== RECORDS FOR THIS EXERCISE ==
□ □ □
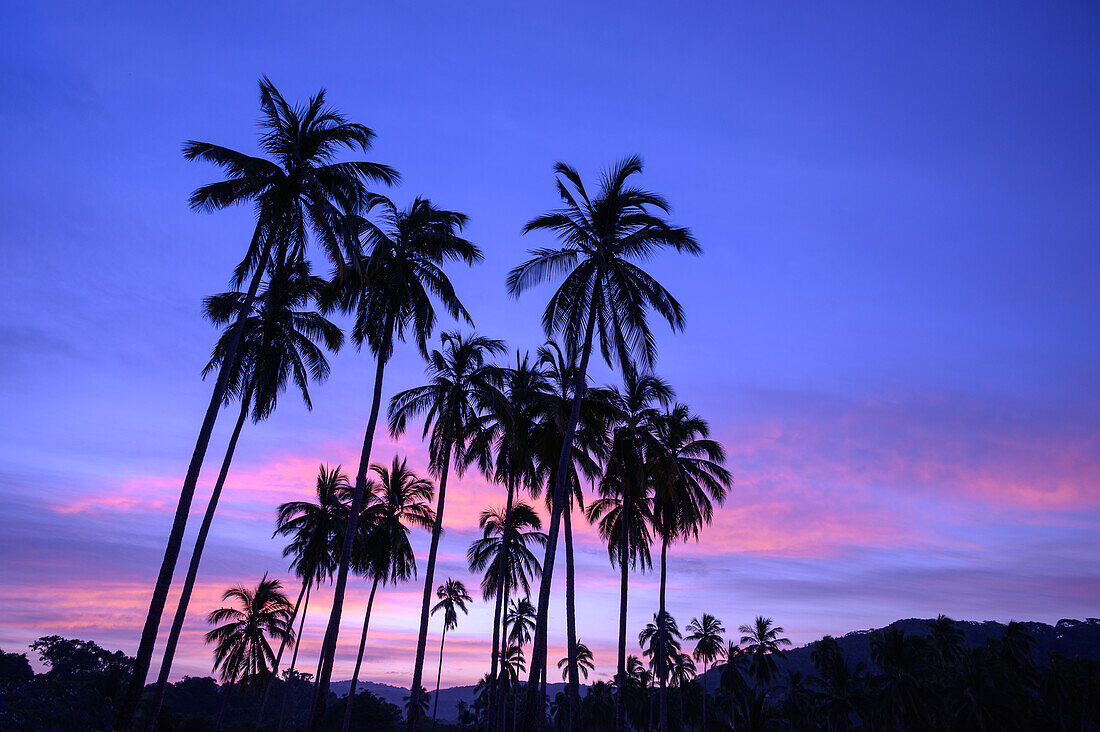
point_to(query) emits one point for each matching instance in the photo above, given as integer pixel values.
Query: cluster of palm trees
(537, 428)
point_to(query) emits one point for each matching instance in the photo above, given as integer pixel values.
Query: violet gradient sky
(894, 328)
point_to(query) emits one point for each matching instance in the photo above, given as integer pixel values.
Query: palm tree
(584, 662)
(502, 443)
(682, 674)
(690, 481)
(242, 652)
(452, 598)
(301, 187)
(763, 643)
(316, 532)
(459, 381)
(507, 550)
(589, 444)
(625, 509)
(277, 343)
(604, 291)
(383, 549)
(706, 632)
(389, 296)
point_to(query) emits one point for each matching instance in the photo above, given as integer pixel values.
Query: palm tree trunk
(429, 578)
(502, 612)
(221, 710)
(662, 656)
(439, 675)
(532, 712)
(332, 634)
(359, 659)
(193, 569)
(574, 678)
(144, 655)
(624, 579)
(278, 658)
(294, 658)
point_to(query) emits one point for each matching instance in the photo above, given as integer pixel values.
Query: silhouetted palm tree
(242, 652)
(383, 550)
(503, 444)
(452, 598)
(603, 292)
(276, 346)
(706, 632)
(762, 644)
(690, 479)
(584, 662)
(300, 188)
(316, 531)
(624, 511)
(589, 444)
(391, 296)
(459, 382)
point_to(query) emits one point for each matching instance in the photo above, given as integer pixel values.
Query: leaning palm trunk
(439, 675)
(497, 705)
(332, 634)
(359, 659)
(661, 644)
(574, 680)
(144, 654)
(294, 661)
(534, 718)
(429, 577)
(624, 579)
(193, 569)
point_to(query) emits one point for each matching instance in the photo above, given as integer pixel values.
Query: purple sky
(894, 328)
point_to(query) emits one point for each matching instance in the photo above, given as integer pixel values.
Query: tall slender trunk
(662, 644)
(193, 568)
(496, 701)
(294, 659)
(624, 579)
(332, 634)
(704, 694)
(224, 705)
(278, 658)
(429, 579)
(359, 659)
(573, 692)
(439, 675)
(144, 655)
(532, 711)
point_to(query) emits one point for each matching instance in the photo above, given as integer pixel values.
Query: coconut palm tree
(277, 345)
(316, 531)
(584, 662)
(690, 479)
(300, 187)
(763, 642)
(502, 444)
(391, 295)
(452, 598)
(242, 651)
(590, 441)
(398, 501)
(510, 549)
(460, 380)
(706, 632)
(624, 511)
(604, 294)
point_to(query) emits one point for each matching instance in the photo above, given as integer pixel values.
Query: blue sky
(894, 327)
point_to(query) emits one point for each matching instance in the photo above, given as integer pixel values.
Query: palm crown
(601, 240)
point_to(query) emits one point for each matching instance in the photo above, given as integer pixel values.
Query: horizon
(893, 327)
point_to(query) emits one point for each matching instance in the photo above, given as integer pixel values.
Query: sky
(894, 327)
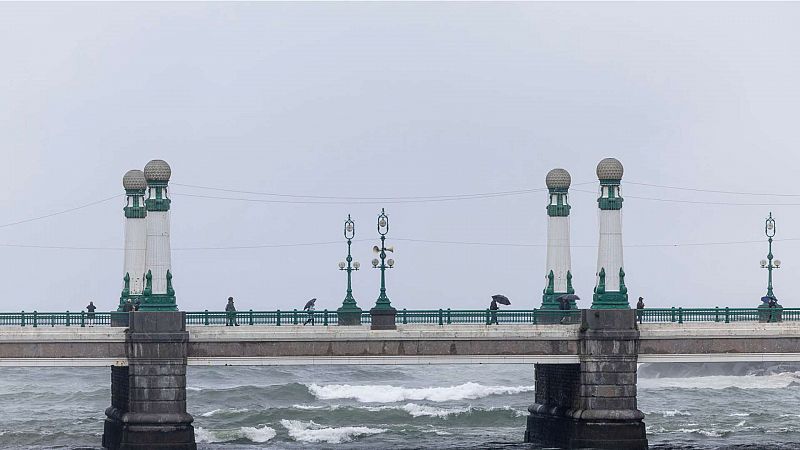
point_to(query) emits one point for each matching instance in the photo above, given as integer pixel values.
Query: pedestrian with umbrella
(310, 308)
(501, 299)
(230, 314)
(90, 308)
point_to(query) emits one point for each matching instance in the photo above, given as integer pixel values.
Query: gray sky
(398, 100)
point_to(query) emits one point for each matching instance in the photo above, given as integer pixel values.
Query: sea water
(395, 407)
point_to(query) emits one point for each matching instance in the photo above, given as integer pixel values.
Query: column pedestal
(592, 404)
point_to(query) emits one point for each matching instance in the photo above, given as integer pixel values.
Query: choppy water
(392, 407)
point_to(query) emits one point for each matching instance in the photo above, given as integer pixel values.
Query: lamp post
(769, 264)
(349, 313)
(383, 315)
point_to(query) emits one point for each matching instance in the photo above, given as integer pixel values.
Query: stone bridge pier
(148, 397)
(592, 404)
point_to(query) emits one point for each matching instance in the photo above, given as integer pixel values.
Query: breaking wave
(775, 381)
(252, 434)
(313, 432)
(392, 394)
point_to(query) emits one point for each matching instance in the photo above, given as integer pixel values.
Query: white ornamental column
(610, 291)
(158, 292)
(558, 275)
(133, 268)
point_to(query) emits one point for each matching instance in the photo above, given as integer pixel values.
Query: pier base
(592, 404)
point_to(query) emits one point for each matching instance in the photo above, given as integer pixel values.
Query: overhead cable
(60, 212)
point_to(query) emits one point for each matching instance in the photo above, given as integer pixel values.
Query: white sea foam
(669, 413)
(223, 410)
(313, 432)
(314, 407)
(203, 435)
(390, 394)
(413, 409)
(775, 381)
(708, 433)
(256, 434)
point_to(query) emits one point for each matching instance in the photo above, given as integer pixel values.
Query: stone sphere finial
(609, 169)
(558, 179)
(157, 170)
(134, 180)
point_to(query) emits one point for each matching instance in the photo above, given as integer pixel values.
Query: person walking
(230, 313)
(310, 308)
(90, 308)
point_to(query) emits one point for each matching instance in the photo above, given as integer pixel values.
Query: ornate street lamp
(769, 264)
(349, 313)
(383, 315)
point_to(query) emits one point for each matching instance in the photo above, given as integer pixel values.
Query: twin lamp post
(382, 315)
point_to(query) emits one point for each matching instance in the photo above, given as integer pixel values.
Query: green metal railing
(441, 317)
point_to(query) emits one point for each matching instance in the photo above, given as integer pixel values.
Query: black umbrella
(502, 299)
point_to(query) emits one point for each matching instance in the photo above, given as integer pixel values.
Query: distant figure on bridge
(310, 308)
(90, 311)
(230, 313)
(639, 308)
(493, 308)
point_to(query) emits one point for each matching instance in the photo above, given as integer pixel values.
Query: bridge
(585, 361)
(422, 337)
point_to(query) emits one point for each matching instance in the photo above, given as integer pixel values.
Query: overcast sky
(398, 100)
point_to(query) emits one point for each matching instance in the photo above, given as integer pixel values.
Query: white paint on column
(558, 254)
(158, 249)
(609, 253)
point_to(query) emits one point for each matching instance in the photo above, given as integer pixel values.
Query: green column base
(348, 314)
(125, 298)
(610, 300)
(158, 302)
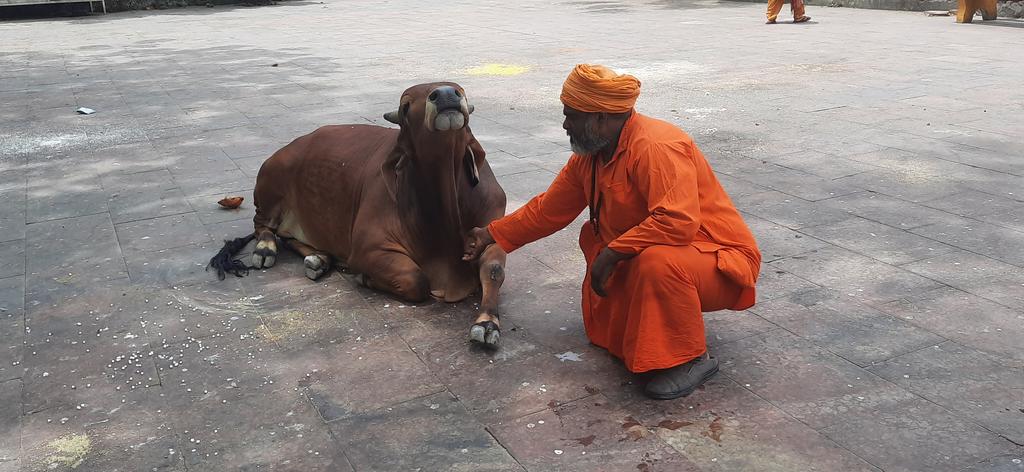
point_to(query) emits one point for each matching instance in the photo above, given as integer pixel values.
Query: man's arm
(666, 175)
(545, 214)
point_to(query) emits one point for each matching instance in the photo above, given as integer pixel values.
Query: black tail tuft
(225, 262)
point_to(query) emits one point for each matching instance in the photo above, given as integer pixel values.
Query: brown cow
(391, 205)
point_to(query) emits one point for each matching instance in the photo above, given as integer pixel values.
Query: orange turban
(592, 88)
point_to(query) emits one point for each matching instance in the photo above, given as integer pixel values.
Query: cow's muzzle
(446, 109)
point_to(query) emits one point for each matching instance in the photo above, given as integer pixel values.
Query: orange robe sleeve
(665, 174)
(547, 213)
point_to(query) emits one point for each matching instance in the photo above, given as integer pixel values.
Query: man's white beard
(592, 143)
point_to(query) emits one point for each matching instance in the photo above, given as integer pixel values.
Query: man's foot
(682, 380)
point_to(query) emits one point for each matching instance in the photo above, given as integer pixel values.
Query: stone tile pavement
(877, 155)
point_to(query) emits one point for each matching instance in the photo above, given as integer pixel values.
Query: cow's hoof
(263, 258)
(315, 266)
(265, 254)
(485, 333)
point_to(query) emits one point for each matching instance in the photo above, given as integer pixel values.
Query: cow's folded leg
(486, 327)
(265, 253)
(396, 273)
(316, 262)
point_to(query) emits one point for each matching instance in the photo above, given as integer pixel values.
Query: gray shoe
(682, 380)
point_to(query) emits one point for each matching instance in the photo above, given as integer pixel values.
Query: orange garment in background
(659, 201)
(774, 6)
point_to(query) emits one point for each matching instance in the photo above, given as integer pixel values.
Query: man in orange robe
(664, 242)
(774, 6)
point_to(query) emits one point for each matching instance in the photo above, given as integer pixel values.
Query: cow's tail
(224, 262)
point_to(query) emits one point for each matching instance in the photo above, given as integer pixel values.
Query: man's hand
(476, 241)
(602, 268)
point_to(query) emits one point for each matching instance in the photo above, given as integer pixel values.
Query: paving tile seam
(900, 267)
(147, 218)
(384, 409)
(29, 223)
(791, 417)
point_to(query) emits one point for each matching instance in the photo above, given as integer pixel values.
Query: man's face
(584, 130)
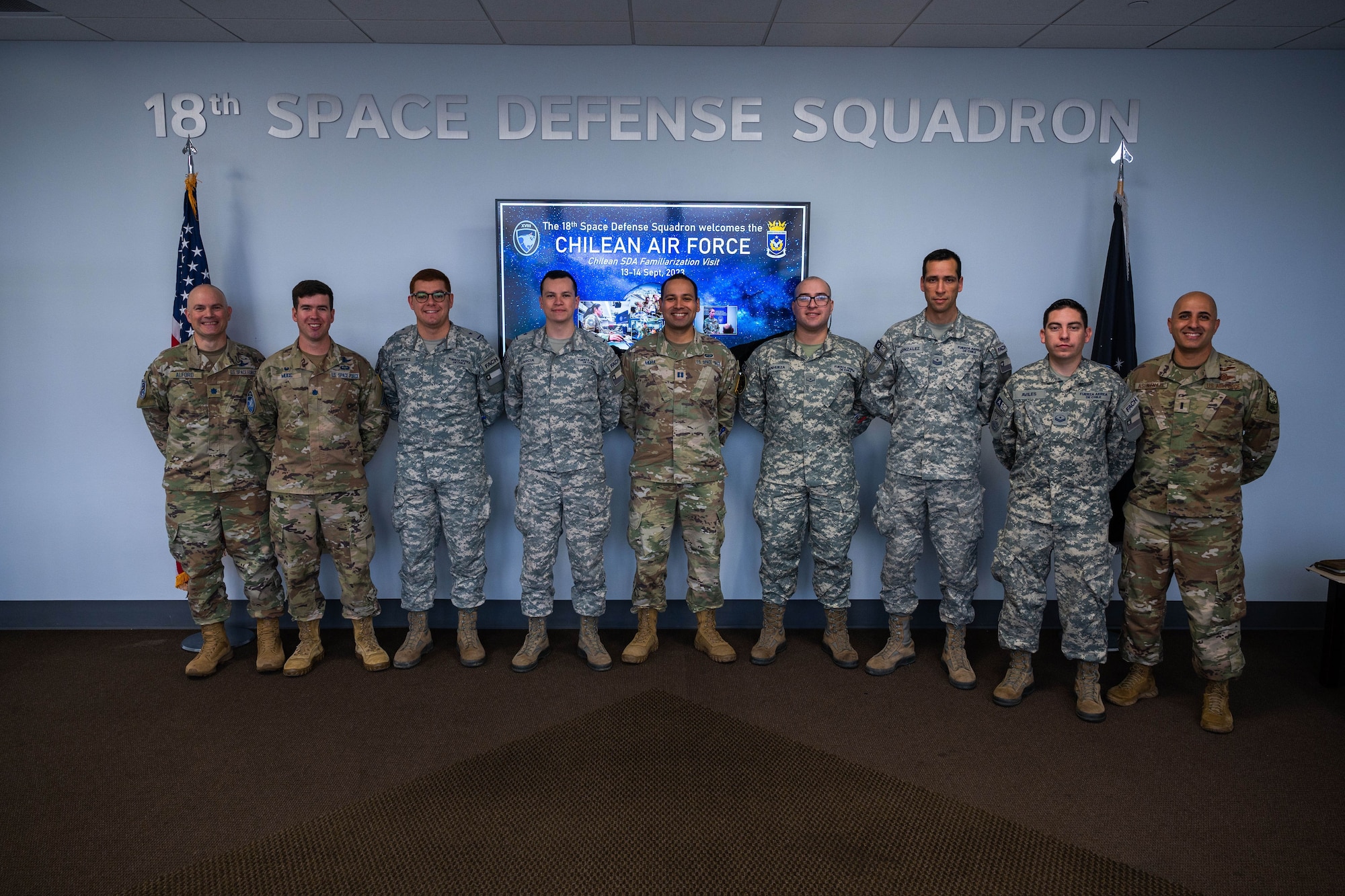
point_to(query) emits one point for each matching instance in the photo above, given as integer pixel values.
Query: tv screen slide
(746, 259)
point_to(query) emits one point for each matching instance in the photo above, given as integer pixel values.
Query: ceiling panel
(859, 11)
(704, 10)
(297, 30)
(1231, 38)
(159, 29)
(559, 10)
(945, 36)
(828, 34)
(692, 34)
(1277, 13)
(566, 33)
(1101, 37)
(1128, 13)
(412, 10)
(420, 32)
(993, 13)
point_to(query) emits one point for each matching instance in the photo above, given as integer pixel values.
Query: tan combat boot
(708, 639)
(310, 650)
(899, 650)
(836, 639)
(1217, 715)
(1089, 693)
(419, 641)
(1019, 681)
(470, 651)
(368, 647)
(646, 637)
(961, 674)
(271, 655)
(1139, 684)
(591, 645)
(215, 651)
(771, 641)
(536, 646)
□ □ □
== WHAT IS ASKED ==
Copy every line of the records that contains the word "black". Case counts.

== PROBLEM SOLUTION ==
Query: black umbrella
Query: black tail tuft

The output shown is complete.